## [Task directions]
Exactly the lines from the one containing "For the distant field" through the end of the data, and nothing more, should be retyped; pictures stay out.

Data items
--- START ---

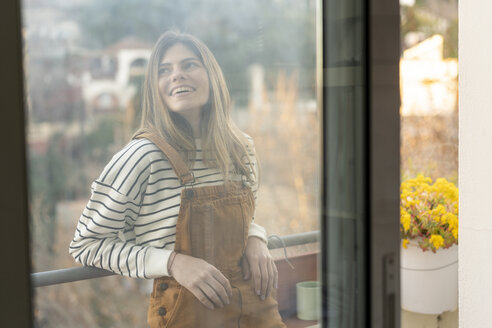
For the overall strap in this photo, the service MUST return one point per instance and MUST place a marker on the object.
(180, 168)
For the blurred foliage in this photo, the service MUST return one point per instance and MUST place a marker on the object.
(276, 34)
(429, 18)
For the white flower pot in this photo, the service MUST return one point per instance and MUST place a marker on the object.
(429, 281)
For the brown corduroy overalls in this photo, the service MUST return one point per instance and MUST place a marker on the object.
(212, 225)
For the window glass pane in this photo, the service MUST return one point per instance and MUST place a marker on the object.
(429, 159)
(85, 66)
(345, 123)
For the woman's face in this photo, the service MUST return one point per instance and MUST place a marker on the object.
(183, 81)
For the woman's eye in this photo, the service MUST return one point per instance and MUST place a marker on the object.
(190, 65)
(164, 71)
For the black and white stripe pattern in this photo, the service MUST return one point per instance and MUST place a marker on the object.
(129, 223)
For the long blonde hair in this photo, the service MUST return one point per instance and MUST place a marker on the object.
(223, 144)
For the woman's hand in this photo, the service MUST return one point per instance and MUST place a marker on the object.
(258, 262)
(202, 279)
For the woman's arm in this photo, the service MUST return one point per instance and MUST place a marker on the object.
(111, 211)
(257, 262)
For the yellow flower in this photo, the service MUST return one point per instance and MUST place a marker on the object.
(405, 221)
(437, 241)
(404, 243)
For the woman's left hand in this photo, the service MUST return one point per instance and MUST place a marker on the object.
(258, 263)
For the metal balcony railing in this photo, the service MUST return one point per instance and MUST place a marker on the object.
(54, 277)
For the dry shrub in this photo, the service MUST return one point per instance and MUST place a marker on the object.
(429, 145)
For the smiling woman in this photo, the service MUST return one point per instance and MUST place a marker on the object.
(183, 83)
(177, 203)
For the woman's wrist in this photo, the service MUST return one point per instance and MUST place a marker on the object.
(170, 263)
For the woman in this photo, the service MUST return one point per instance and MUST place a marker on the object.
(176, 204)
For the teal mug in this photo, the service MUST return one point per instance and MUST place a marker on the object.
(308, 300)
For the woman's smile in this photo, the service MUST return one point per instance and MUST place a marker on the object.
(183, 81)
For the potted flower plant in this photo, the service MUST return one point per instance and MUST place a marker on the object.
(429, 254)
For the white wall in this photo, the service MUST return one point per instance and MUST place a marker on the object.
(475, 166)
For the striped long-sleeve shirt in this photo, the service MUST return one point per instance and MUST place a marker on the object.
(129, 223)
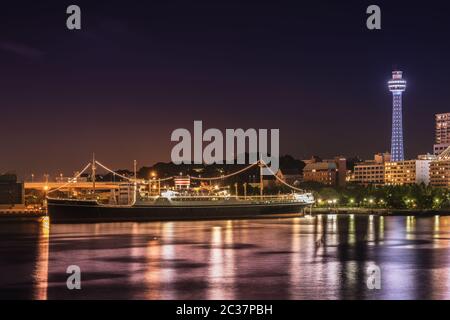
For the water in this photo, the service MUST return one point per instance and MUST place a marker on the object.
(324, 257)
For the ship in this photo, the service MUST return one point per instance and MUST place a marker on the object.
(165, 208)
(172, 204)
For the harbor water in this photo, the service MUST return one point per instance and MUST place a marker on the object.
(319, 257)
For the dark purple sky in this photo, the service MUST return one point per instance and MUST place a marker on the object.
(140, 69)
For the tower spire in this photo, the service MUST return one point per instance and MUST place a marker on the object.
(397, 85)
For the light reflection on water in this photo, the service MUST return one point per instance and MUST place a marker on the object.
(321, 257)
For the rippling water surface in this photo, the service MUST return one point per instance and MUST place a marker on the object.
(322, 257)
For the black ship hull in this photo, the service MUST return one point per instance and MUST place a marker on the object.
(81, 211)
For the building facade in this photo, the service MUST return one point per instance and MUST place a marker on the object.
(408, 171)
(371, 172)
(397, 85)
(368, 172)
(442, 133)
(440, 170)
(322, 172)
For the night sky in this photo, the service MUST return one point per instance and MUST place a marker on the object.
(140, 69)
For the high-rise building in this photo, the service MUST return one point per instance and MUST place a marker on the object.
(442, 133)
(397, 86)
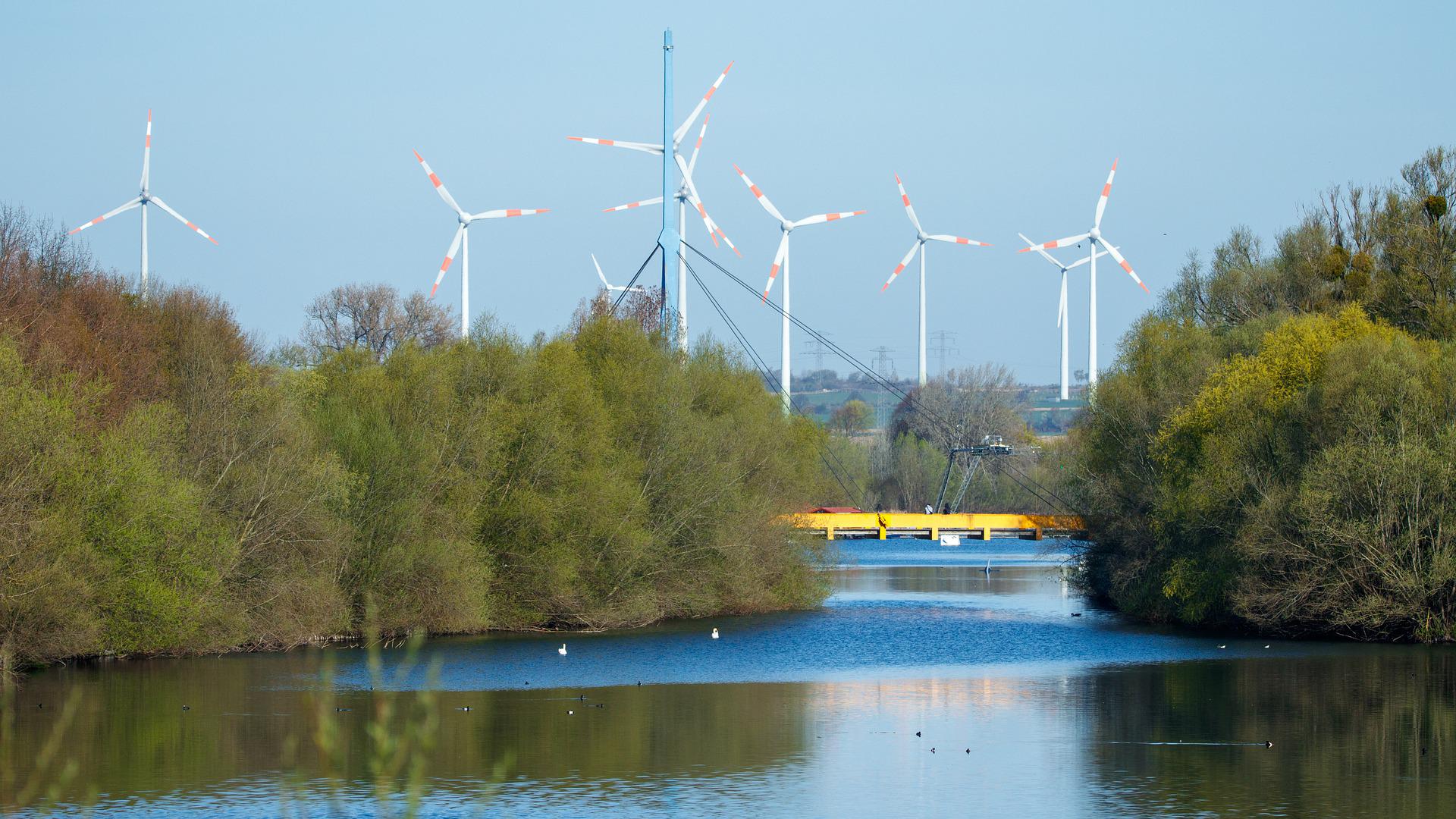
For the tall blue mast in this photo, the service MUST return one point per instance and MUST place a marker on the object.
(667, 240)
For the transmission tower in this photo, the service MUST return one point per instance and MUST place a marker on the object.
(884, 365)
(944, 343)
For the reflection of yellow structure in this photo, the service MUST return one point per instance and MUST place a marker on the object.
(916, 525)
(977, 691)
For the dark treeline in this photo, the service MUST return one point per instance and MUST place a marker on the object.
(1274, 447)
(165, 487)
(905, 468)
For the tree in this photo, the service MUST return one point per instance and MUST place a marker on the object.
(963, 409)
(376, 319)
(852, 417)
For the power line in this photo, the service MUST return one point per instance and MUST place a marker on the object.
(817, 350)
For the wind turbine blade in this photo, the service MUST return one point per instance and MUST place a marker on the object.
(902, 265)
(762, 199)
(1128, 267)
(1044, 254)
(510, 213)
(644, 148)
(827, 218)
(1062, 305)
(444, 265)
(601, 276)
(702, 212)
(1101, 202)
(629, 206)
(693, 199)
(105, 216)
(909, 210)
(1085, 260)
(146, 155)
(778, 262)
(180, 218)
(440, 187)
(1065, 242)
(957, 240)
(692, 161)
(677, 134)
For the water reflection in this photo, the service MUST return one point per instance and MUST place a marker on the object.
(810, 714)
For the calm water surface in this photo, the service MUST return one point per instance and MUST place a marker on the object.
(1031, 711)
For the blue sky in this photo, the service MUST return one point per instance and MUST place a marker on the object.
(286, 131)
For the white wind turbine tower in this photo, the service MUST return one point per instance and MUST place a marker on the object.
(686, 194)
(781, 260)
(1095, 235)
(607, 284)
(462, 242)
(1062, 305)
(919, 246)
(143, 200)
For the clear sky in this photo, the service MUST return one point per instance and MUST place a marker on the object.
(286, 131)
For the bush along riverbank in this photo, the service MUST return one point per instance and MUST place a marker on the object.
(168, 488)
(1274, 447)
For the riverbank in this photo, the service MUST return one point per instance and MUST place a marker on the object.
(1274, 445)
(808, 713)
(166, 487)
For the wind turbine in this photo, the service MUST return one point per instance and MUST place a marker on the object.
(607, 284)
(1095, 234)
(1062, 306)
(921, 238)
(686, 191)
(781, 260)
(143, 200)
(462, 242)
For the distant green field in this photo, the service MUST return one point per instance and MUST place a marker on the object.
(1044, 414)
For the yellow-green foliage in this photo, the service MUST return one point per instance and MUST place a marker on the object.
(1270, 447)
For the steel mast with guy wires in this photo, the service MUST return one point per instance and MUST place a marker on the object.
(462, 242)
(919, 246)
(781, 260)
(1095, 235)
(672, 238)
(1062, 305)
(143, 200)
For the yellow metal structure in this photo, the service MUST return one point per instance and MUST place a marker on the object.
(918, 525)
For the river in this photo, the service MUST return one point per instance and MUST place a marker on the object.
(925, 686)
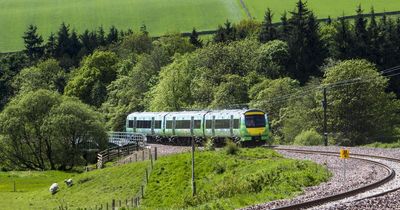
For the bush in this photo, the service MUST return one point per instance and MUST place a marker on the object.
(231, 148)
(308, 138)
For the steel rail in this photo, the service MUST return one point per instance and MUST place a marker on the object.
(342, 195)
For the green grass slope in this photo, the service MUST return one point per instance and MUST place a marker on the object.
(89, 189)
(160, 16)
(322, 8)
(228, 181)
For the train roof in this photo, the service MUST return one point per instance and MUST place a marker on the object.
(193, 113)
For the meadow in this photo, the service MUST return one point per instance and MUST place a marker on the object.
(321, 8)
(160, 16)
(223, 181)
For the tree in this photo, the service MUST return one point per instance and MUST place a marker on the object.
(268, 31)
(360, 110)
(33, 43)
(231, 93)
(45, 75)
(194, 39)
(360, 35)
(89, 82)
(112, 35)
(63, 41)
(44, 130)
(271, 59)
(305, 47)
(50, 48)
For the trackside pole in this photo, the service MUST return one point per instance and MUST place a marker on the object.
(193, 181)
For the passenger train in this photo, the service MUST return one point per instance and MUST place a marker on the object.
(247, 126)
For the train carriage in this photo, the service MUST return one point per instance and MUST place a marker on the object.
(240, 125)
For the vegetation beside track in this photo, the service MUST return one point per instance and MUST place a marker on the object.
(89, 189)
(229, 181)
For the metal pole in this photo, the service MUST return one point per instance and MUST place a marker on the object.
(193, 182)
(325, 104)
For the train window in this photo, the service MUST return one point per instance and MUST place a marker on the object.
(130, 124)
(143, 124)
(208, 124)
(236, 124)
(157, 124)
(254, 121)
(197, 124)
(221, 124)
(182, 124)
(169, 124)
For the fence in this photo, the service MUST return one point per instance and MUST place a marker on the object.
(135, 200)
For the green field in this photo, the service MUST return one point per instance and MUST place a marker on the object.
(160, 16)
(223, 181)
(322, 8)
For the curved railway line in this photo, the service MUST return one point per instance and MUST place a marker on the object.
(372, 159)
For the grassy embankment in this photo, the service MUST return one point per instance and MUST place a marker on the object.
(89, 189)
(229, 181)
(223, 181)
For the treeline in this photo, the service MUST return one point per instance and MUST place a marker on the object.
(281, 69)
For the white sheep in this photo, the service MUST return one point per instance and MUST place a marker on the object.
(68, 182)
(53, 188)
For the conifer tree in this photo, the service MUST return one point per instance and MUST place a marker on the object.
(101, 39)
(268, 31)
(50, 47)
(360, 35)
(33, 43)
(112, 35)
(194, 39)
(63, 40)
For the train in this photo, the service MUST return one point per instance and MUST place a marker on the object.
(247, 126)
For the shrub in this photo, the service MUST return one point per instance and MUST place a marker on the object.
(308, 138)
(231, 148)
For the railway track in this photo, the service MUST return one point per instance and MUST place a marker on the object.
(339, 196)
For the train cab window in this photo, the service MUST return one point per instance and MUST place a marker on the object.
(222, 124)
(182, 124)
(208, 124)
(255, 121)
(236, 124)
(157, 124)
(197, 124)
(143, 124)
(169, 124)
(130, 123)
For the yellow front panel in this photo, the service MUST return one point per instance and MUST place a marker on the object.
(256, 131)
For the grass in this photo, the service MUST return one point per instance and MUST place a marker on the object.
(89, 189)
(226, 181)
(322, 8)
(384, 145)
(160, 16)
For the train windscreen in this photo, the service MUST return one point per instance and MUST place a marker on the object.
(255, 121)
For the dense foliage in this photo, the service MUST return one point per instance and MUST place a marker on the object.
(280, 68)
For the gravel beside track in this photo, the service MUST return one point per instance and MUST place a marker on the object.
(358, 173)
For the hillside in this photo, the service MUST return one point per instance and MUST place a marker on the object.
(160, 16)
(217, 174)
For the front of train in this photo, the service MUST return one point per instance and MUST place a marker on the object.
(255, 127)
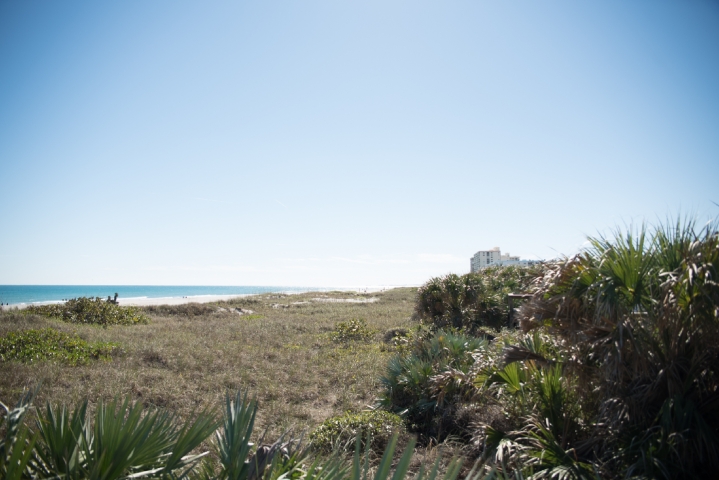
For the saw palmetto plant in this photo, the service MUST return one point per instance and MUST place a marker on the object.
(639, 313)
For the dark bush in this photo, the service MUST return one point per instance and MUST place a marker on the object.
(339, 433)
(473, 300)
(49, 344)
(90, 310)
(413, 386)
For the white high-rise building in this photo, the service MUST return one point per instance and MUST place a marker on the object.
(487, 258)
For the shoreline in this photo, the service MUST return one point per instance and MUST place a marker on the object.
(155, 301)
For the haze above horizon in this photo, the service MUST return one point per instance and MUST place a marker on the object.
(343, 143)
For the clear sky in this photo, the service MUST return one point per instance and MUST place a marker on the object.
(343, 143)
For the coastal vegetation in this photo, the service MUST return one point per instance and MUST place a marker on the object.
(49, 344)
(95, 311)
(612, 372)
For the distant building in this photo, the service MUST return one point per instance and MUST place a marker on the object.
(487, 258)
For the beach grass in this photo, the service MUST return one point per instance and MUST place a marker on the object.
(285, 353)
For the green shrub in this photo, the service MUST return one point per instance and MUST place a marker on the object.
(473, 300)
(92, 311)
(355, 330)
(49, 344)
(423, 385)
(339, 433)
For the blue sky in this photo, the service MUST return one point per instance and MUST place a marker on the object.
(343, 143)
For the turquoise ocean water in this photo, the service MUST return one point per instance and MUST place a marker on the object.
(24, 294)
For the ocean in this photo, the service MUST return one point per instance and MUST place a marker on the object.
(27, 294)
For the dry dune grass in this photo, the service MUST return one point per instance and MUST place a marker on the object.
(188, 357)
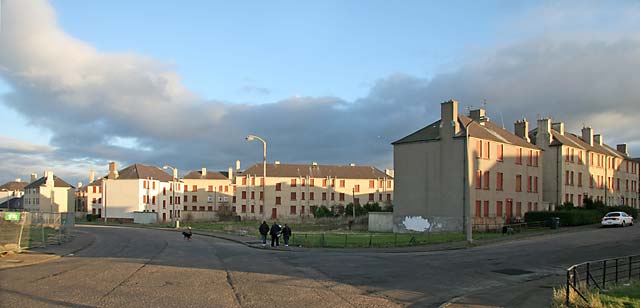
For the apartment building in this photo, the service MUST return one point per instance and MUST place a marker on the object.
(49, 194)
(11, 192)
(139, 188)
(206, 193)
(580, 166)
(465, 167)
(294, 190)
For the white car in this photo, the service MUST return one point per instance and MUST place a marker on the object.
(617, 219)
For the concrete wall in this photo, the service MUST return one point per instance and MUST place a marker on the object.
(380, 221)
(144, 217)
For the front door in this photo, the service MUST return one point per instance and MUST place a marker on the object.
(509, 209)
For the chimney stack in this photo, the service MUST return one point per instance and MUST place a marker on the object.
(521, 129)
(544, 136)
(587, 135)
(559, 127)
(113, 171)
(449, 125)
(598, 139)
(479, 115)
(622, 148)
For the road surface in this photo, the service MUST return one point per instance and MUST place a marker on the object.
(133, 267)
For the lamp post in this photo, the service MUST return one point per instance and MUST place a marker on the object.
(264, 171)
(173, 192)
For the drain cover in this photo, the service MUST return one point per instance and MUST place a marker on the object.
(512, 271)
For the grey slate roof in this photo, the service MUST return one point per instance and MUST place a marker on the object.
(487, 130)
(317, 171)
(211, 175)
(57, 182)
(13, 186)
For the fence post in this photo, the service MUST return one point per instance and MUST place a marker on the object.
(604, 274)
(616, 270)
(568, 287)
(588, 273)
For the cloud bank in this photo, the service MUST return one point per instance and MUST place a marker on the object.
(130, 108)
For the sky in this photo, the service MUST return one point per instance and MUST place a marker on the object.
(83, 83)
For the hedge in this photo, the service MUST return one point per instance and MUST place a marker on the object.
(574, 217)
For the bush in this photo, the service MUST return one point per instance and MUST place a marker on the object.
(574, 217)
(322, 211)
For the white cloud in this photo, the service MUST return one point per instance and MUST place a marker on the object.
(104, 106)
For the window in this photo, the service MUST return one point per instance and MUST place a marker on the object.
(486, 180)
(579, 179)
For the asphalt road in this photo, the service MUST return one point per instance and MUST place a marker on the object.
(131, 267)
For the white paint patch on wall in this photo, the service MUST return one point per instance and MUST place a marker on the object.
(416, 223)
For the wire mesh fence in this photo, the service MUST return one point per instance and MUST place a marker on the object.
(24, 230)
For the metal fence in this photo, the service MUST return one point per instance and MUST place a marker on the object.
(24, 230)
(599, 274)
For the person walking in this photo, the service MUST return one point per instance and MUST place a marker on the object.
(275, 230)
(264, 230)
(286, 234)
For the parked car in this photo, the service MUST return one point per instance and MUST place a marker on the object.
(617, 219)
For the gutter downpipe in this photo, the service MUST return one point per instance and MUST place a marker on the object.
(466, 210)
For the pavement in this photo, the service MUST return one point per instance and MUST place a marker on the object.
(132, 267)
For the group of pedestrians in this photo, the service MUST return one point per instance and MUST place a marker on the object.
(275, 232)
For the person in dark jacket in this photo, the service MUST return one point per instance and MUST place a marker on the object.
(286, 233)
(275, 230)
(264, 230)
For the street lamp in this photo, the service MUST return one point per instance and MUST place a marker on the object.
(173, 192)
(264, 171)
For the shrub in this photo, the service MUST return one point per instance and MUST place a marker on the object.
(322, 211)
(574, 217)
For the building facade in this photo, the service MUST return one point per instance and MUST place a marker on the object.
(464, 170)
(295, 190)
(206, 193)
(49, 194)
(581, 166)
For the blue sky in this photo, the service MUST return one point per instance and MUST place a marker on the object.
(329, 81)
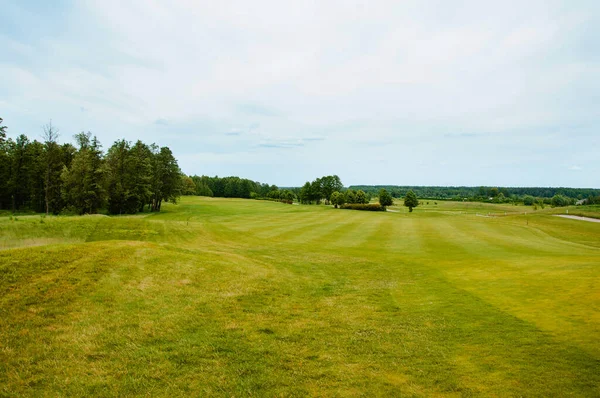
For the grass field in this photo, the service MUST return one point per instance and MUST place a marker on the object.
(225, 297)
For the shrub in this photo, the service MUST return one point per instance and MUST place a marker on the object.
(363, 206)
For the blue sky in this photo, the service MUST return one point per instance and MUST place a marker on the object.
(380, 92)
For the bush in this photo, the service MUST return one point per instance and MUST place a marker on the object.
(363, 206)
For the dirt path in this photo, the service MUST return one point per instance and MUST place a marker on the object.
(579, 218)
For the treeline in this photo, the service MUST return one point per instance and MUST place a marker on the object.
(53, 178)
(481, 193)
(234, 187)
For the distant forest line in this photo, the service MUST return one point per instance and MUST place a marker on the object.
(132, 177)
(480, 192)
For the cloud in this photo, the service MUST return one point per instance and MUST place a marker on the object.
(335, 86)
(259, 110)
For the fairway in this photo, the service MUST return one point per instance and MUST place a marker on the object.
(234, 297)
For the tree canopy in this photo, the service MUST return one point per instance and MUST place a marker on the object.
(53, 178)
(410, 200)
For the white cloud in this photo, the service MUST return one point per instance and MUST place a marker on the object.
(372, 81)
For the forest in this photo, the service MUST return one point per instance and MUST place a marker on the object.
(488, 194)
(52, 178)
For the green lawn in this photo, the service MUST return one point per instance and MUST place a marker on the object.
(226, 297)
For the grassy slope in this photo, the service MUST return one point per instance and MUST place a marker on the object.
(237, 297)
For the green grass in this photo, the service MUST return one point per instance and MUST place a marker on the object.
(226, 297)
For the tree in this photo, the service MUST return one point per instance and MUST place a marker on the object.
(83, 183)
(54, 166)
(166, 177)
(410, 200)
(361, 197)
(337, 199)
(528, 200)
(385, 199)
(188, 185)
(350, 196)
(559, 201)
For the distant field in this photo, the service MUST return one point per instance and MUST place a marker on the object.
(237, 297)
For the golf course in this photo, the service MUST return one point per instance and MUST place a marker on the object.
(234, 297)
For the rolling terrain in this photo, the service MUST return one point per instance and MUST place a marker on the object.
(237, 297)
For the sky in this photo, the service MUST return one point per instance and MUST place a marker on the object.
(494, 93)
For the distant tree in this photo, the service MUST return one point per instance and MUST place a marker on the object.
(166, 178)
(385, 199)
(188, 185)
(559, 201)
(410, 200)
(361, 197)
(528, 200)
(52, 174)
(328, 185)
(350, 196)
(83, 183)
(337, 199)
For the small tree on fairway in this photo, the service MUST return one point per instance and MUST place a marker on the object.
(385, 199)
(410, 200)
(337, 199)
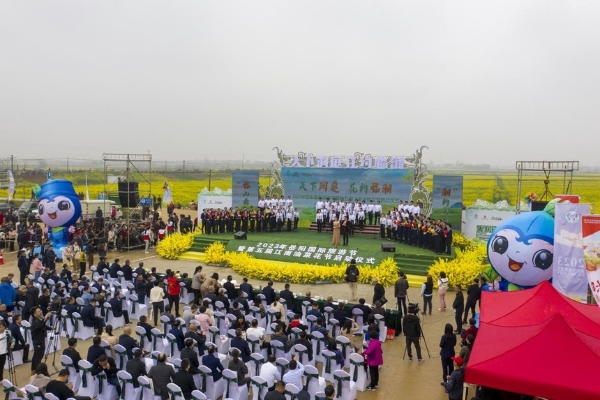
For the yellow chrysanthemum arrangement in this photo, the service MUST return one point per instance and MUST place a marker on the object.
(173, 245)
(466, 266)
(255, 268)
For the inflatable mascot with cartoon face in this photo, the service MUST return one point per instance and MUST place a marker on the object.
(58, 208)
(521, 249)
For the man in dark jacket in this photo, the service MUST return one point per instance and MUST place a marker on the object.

--- END ---

## [Answer section]
For the distant field in this photo, the service MUST return one point per instance and MUST place a marker on the object.
(237, 297)
For the golf course in this photo, the service MUST return one point per instance and MUST place a marker on the object.
(234, 297)
For the rolling terrain in this photo, the service MUST return one point per instance and MUST place a marker on the object.
(237, 297)
For the sky in this photo, the service MUST return one point per instance and MUST place a marker on the object.
(494, 93)
For the distant tree in this photo, the service MUST return one point per instance and MUST place a marker on the object.
(166, 178)
(385, 199)
(188, 185)
(559, 201)
(410, 200)
(361, 197)
(528, 200)
(52, 174)
(328, 185)
(350, 196)
(83, 183)
(337, 199)
For the small tree on fairway in this photo, the service MUST return one point per instance and MUST place a marker on the object.
(385, 199)
(410, 200)
(337, 199)
For the yellow chrysanthemum arrangement in this photo, the service MUST return one point per instance and MUST place a marker on the object.
(173, 245)
(466, 266)
(255, 268)
For the inflatable mascot with cartoon face in this photo, the service MUST return one point per instance and MUST place a marker on the object.
(58, 208)
(521, 249)
For the man in dark jacket in this photo, the service MUST return one point per instance and MUST place a marker on the object.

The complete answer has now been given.